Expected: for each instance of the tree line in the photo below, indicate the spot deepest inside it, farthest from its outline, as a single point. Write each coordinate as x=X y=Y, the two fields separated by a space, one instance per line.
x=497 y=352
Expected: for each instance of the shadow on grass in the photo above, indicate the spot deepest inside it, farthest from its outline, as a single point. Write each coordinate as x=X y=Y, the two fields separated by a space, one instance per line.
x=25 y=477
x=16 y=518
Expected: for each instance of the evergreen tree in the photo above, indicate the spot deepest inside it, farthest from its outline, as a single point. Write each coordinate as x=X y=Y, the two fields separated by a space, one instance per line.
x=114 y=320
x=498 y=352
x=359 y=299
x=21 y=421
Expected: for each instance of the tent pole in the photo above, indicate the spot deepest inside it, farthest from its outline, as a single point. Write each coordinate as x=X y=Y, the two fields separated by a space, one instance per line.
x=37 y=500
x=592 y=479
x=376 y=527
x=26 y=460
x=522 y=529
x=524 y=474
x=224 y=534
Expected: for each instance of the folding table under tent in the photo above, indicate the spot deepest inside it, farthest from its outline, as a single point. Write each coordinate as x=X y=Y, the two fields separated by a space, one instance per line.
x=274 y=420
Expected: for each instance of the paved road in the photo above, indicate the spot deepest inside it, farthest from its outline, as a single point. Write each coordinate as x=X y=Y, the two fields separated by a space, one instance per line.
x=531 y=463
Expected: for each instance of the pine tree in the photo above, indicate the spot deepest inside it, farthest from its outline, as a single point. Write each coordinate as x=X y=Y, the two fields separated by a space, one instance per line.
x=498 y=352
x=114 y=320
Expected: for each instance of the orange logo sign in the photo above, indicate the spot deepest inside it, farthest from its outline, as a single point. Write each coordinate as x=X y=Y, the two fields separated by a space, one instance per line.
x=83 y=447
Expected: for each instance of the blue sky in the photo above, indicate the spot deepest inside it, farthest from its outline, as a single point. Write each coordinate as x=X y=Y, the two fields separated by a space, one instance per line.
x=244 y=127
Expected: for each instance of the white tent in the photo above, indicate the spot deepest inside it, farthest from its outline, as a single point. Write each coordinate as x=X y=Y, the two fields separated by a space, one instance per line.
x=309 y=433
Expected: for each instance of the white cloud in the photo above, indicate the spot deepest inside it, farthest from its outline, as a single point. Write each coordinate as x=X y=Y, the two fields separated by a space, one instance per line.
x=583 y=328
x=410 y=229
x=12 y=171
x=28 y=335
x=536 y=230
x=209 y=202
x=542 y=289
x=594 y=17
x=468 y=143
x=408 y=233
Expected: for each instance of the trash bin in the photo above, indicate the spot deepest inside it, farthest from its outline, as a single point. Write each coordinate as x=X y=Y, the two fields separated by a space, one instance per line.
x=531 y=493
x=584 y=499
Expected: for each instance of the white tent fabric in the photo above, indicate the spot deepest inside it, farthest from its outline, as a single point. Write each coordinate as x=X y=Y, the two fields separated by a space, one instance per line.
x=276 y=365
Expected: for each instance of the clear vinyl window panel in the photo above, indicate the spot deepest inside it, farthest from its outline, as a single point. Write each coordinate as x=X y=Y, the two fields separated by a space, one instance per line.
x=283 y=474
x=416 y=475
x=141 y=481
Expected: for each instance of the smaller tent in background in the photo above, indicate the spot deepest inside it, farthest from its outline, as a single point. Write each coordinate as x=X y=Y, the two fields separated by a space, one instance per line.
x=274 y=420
********
- **TASK TO CARRY OUT**
Set the listing above down again exactly.

- **OUTPUT OF THE TASK**
Expected: for each instance of the tree line in the photo below, indicate the spot deepest inside it, farthest from its outline, as a single point. Write each coordinate as x=X y=Y, the two fields separated by a space, one instance per line.
x=497 y=352
Expected: for each instance of the shadow on grass in the photo above, indicate the spot deepest inside it, farthest from its outline, as a single point. Write each coordinate as x=X y=Y, the two fields separated by a space, one instance per line.
x=25 y=477
x=16 y=518
Expected: for each instance of the evergreen tree in the photo above, indicate the spot deepest inside it, farthest from its outline, as a single point. Write each coordinate as x=X y=Y, the two fields separated by a space, one instance per line.
x=114 y=320
x=498 y=352
x=359 y=299
x=21 y=421
Expected: for each instance of the tent pole in the photo above, indicate the spot deepest inside it, farthest from its outline, as a single point. Write each coordinate as x=X y=Y, the two fields separated by a space, one instance per line.
x=37 y=500
x=592 y=479
x=376 y=527
x=26 y=460
x=522 y=529
x=524 y=474
x=224 y=534
Expected: for each instance of the folding table under tent in the photo above, indicate the spot deepest inside it, farthest from its outline, as a single point. Write each coordinate as x=X y=Y, the two fields separated by a space, one instance per line.
x=274 y=420
Expected: for each instance of the paved road in the photo above, indicate the spot deepest inside it, farthest from its outline, as a single point. Write each coordinate as x=X y=Y, the two fields separated by a space, one instance per line.
x=531 y=463
Expected: for each instance of the pine tree in the photo above, indicate the spot deepest inside it, farthest from its outline, as a single point. Write each coordinate as x=X y=Y, the two fields separated by a space, one instance per line.
x=498 y=352
x=114 y=320
Expected: for each instance of the orange logo sign in the photo above, indicate the spot deepest inside it, farthest from its outline, as a single point. Write each coordinate as x=X y=Y, the two fields separated by a space, one instance per line.
x=83 y=447
Expected: for each instance of the blue sky in the photo above, indicate the spot deepest inside it, farthest from its outline, as a single point. Write each coordinate as x=X y=Y, the two fields separated by a space, one instance per line.
x=244 y=127
Expected: for each instance of the white tent in the photo above, indicate the spot deepest inside it, farthest from its outline, as a single point. Write each coordinate as x=X y=Y, the two fields separated by a space, one instance per line.
x=309 y=433
Expected: for each instance of the white cloud in the photo above, indicate the spot deepest inside it, farthest from its outline, as a single point. Write each coordinate as x=X y=Y, the two fields separated by a space, one instance per line.
x=583 y=328
x=410 y=229
x=12 y=171
x=28 y=335
x=536 y=230
x=209 y=202
x=542 y=289
x=594 y=17
x=468 y=143
x=408 y=233
Expected: for each instance of the trash bin in the photo above, indicate the spot deepest inside it, farthest from its outline, as a single point. Write each coordinate as x=X y=Y, the two fields separated by a space, one instance per line.
x=531 y=493
x=584 y=499
Expected: for each instance of the white tent fabric in the photo above, indicate the spot deepest inside it, farthest from its outline, as a single point. Write each coordinate as x=X y=Y, the two fields separated by a space, one instance per line.
x=276 y=365
Expected: for each instance of the clear vinyl window panel in the photo above, indicate the spot deepest inside it, farthest from its outline, as a single point. Write each coordinate as x=X y=Y, the two fields separated by a space, one instance per line.
x=283 y=474
x=416 y=475
x=141 y=481
Expected: for each instance of the smaller tent in background in the photo above, indicate the spot deepest inside it, farthest from its outline, as a single point. Write each coordinate as x=X y=Y, the two fields separated by a space, one instance per line.
x=274 y=420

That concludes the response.